## PAGE EXTRACT
■ ■ ■

Spring applications are now open for a new UF online master’s degree program in arts in medicine.
The two-year program from the UF Center for Arts in Medicine is the first of its kind to be created in the nation. The demand for art programs in health care environments has been on the rise.
“Art programs are used in numerous ways to transform the hospital experience for patients, visitors, caregivers and staff,” said Leah Craig, a public relations and marketing manager for the College of the Arts. “Art experiences range from painting to creative writing to dance.”
For the 35-credit program, students will be enrolled in one class at a time.
Craig said this is beneficial because any student can participate from around the world.
Founded in 1999 from the Shands Arts in Medicine program’s clinical work, the center’s mission is to facilitate medical research, education and training with arts, expand students’ career opportunities as artists in the medical field and help students find ways to help patients heal through creative outlets.
Courses include graduate practicum, foundation of the arts in medicine and various electives. Students are also required to devote 16 hours a week to each eight-week, three-credit hour course.
Nine students are already enrolled in the Fall program.
Dylan Klempner, the graduate programs adviser, said the art and medicine program students help humanize the hospital experience for patients.
“We have administrators, people who have done public health work,” Klempner said. “We have one person who works as a curator for the university art collection, so it kind of puts us in a unique place.”
Klempner also expects an increase in Spring term students, and the new class will be capped at 30 students.
“The field is still pretty small, but it’s growing pretty quickly,” he said.
The deadline for Spring admission is Nov. 3, and the Summer admission deadline will be March 2.
“It’s important for physicians to not strictly be science and math oriented, but rather, also have an appreciation and understanding of the arts and culture,” said Janine Wolf, a 19-year-old UF telecommunication sophomore. “The combination of communication allows me to think critically and creatively about health and medicine.”

■ ■ ■

## CHECK YOUR UNDERSTANDING
a) Answer these questions about the arts in medicine article, one line each:
(i) How many credits does the program require?
(ii) In what year was the center founded?
(iii) What is the deadline for Spring admission?
b) Copy the part of the arts in medicine article from "Courses include graduate" up to and including "at 30 students.".

■ ■ ■

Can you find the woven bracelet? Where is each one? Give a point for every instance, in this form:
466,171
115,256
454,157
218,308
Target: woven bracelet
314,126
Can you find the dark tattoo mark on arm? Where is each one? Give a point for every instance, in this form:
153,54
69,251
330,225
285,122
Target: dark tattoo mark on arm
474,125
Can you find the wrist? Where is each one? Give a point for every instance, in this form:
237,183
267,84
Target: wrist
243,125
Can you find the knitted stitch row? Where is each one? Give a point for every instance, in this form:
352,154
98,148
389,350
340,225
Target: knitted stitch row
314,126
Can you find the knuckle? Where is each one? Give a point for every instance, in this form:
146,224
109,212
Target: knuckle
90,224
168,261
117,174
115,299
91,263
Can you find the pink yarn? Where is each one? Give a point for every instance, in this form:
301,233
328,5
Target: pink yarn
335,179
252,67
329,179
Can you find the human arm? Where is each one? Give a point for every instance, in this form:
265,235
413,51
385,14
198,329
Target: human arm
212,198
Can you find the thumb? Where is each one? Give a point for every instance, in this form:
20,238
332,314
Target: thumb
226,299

■ ■ ■

## SET OF ANSWERS
a)
(i) 35 credits
(ii) 1999
(iii) Nov. 3

b)
Courses include graduate practicum, foundation of the arts in medicine and various electives. Students are also required to devote 16 hours a week to each eight-week, three-credit hour course.
Nine students are already enrolled in the Fall program.
Dylan Klempner, the graduate programs adviser, said the art and medicine program students help humanize the hospital experience for patients.
“We have administrators, people who have done public health work,” Klempner said. “We have one person who works as a curator for the university art collection, so it kind of puts us in a unique place.”
Klempner also expects an increase in Spring term students, and the new class will be capped at 30 students.